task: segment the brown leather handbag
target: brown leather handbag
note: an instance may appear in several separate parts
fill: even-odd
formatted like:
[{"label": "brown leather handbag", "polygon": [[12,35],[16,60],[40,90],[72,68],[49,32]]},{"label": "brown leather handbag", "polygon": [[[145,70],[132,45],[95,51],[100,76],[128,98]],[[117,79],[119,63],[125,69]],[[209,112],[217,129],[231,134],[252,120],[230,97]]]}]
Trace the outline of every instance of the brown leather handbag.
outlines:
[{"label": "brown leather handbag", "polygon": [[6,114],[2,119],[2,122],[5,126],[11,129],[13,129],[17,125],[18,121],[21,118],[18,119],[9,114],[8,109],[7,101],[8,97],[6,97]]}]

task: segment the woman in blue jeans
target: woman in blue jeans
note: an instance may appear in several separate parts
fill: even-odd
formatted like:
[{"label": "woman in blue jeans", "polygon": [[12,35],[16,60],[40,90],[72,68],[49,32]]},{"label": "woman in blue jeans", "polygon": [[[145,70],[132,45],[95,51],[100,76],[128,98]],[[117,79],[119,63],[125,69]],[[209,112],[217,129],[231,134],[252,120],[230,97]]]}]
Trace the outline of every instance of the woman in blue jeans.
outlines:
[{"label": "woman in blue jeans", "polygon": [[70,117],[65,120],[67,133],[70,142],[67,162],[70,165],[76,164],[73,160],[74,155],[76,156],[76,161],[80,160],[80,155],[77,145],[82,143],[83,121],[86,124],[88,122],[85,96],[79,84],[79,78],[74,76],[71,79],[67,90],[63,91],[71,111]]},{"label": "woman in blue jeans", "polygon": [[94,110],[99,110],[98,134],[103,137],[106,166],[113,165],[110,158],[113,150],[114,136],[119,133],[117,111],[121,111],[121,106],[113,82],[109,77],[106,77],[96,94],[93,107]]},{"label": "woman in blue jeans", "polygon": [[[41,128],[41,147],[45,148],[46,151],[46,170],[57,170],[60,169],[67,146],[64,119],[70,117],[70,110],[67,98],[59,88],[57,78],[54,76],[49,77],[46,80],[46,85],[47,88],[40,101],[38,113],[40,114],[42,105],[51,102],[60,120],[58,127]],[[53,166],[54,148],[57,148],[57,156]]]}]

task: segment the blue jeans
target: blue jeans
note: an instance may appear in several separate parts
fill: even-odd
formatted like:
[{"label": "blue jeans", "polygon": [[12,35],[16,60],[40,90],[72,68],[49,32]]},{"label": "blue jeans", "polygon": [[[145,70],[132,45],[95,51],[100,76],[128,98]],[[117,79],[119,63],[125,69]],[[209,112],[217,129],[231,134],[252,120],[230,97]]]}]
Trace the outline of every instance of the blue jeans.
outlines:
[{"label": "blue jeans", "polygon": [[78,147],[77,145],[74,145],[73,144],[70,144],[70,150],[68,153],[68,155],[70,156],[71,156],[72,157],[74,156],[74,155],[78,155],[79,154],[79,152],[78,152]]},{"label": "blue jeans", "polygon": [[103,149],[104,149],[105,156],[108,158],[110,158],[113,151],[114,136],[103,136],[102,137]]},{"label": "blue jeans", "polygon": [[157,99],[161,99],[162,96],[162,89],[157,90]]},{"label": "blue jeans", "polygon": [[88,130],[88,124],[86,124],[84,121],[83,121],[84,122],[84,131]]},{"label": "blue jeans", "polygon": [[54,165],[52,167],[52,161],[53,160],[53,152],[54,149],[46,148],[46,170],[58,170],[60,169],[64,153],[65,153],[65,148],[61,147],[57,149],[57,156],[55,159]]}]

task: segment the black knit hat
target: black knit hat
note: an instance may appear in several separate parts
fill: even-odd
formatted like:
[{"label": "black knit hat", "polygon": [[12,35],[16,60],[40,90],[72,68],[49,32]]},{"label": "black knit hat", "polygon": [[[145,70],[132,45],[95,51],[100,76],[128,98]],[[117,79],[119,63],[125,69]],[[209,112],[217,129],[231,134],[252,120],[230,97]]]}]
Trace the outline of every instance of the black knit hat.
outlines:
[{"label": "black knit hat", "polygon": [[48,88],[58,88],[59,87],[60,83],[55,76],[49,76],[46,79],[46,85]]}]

• • • • •

▸ **TASK BRIEF**: Repeat every entry exactly as written above.

▸ **FINISHED EXERCISE**:
task: segment the brown leather handbag
target: brown leather handbag
note: an instance may appear in several separate parts
fill: even-odd
formatted like:
[{"label": "brown leather handbag", "polygon": [[12,35],[16,60],[40,90],[72,68],[49,32]]},{"label": "brown leather handbag", "polygon": [[[145,70],[132,45],[95,51],[100,76],[128,98]],[[117,79],[119,63],[125,69]],[[209,112],[217,129],[231,134],[252,120],[230,97]]]}]
Trace the outline of every instance of the brown leather handbag.
outlines:
[{"label": "brown leather handbag", "polygon": [[6,114],[2,119],[2,122],[5,126],[11,129],[13,129],[17,125],[18,121],[21,118],[18,119],[9,114],[8,109],[7,101],[8,97],[6,97]]}]

task: segment the woman in blue jeans
target: woman in blue jeans
note: an instance may appear in several separate parts
fill: even-odd
formatted like:
[{"label": "woman in blue jeans", "polygon": [[12,35],[16,60],[40,90],[72,68],[49,32]]},{"label": "woman in blue jeans", "polygon": [[[145,70],[132,45],[95,51],[100,76],[128,98]],[[117,79],[119,63],[125,69]],[[209,112],[217,129],[231,134],[252,120],[230,97]]]}]
Trace the outline of every instance of the woman in blue jeans.
outlines:
[{"label": "woman in blue jeans", "polygon": [[70,117],[65,120],[67,133],[70,142],[67,162],[70,165],[76,164],[73,160],[74,155],[76,156],[76,161],[80,160],[80,155],[77,145],[82,143],[83,121],[86,124],[88,122],[85,96],[79,84],[79,78],[74,76],[71,79],[67,90],[63,91],[71,111]]},{"label": "woman in blue jeans", "polygon": [[94,110],[99,110],[98,134],[103,137],[106,166],[113,165],[110,158],[113,150],[114,136],[119,133],[117,111],[121,111],[121,106],[113,82],[109,77],[106,77],[96,94],[93,107]]},{"label": "woman in blue jeans", "polygon": [[[41,128],[41,147],[45,148],[46,151],[46,170],[57,170],[60,169],[67,146],[64,119],[70,117],[70,110],[67,98],[59,88],[57,78],[54,76],[49,77],[46,80],[46,85],[47,88],[40,101],[38,113],[40,114],[42,105],[51,102],[60,120],[58,127]],[[53,166],[54,148],[57,148],[57,156]]]}]

task: segment the blue jeans
target: blue jeans
note: an instance may appear in several separate parts
fill: even-odd
formatted like:
[{"label": "blue jeans", "polygon": [[12,35],[16,60],[40,90],[72,68],[49,32]]},{"label": "blue jeans", "polygon": [[[145,70],[132,45],[95,51],[100,76],[128,98]],[[117,79],[119,63],[125,69]],[[209,112],[217,129],[231,134],[252,120],[230,97]]]}]
Trace the outline of every instance of the blue jeans.
outlines:
[{"label": "blue jeans", "polygon": [[78,147],[77,145],[74,145],[73,144],[70,144],[70,150],[68,153],[68,155],[70,156],[71,156],[72,157],[74,156],[74,155],[78,155],[79,154],[79,152],[78,152]]},{"label": "blue jeans", "polygon": [[103,149],[104,149],[105,156],[108,158],[110,158],[113,151],[114,136],[103,136],[102,137]]},{"label": "blue jeans", "polygon": [[157,99],[161,99],[162,96],[162,89],[157,90]]},{"label": "blue jeans", "polygon": [[88,130],[88,124],[86,124],[84,121],[83,121],[84,122],[84,131]]},{"label": "blue jeans", "polygon": [[54,165],[52,167],[52,161],[53,160],[53,152],[54,149],[46,148],[46,170],[58,170],[60,169],[64,153],[65,153],[65,148],[61,147],[57,149],[57,156],[55,159]]}]

task: segment the black knit hat
target: black knit hat
note: an instance may appear in several separate parts
fill: even-odd
formatted like:
[{"label": "black knit hat", "polygon": [[12,35],[16,60],[40,90],[72,68],[49,32]]},{"label": "black knit hat", "polygon": [[[145,70],[132,45],[95,51],[100,76],[128,98]],[[117,79],[119,63],[125,69]],[[209,112],[217,129],[231,134],[252,120],[230,97]]]}]
Trace the outline of every instance of the black knit hat.
outlines:
[{"label": "black knit hat", "polygon": [[48,88],[58,88],[59,87],[60,83],[55,76],[49,76],[46,79],[46,85]]}]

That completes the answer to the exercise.